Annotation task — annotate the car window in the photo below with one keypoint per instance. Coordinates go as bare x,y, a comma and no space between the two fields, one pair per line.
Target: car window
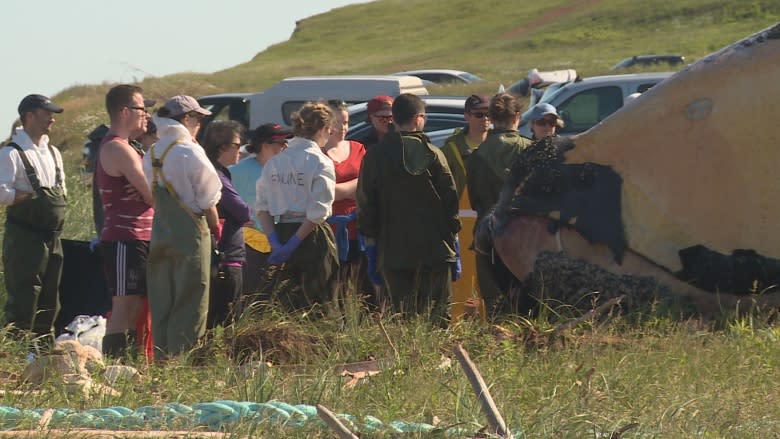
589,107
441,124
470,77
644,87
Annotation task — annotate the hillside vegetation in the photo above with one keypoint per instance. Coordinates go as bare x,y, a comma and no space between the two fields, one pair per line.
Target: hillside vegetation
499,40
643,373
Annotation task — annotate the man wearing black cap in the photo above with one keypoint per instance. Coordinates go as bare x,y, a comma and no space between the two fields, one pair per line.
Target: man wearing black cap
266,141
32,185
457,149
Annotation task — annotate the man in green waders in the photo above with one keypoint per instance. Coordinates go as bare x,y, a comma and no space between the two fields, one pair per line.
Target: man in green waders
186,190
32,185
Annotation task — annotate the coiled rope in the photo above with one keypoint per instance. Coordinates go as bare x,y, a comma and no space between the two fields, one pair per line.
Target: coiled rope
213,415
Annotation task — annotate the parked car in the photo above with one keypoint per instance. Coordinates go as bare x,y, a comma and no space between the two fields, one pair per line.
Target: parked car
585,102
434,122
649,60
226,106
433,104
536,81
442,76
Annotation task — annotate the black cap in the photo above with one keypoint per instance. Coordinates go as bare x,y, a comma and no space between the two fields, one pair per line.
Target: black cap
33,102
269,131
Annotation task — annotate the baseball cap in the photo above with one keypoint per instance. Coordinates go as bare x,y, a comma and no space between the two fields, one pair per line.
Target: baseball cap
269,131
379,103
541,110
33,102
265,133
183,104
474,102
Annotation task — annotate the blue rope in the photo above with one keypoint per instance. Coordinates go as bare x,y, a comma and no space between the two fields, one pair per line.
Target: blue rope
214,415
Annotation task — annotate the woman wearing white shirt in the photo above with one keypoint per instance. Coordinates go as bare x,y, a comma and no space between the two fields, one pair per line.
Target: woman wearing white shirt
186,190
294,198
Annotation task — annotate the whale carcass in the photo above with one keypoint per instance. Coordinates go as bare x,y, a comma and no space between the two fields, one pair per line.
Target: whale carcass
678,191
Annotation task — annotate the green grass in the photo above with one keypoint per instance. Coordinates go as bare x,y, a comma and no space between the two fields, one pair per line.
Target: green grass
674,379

───

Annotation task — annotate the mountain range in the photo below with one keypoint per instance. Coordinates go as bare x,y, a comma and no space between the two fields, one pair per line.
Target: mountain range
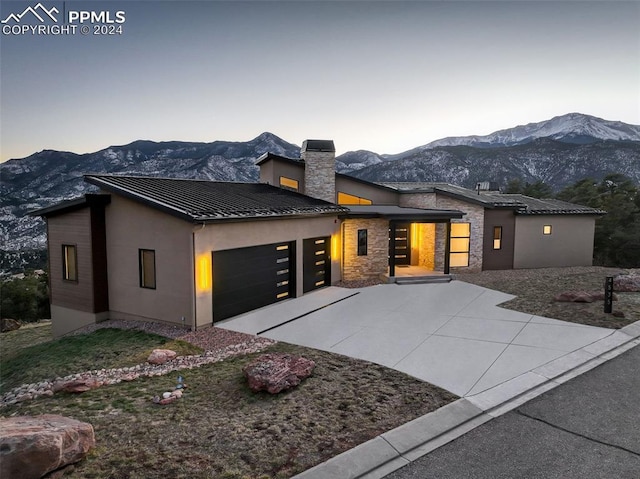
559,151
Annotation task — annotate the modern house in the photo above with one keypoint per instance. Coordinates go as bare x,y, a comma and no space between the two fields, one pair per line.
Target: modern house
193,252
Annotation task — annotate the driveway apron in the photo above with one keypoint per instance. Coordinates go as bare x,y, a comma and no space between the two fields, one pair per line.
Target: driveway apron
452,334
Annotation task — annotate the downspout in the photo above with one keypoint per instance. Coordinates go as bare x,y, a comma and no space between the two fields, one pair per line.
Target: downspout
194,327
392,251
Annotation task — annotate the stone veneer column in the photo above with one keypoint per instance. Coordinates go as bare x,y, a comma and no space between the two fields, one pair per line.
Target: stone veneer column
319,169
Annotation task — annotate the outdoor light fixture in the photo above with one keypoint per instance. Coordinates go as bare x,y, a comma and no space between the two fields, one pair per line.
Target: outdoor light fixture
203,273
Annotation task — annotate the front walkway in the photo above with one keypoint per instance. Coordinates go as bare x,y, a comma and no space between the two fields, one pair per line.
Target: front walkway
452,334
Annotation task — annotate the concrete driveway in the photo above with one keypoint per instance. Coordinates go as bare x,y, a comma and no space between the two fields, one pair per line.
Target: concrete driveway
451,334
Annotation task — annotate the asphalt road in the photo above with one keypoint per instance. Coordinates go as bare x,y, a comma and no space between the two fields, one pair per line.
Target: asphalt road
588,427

───

*작업 지시:*
위 기록 중 "blue"라는 단어가 포함된 줄을 모두 찾아 원문 그대로 보여 주십시오.

*결과:*
Annotation task — annotate the blue rope in the photo above with one keypoint per instance. Coordinates go as bare x,y, a comma and no space between the two fields, one pair per line.
Target: blue rope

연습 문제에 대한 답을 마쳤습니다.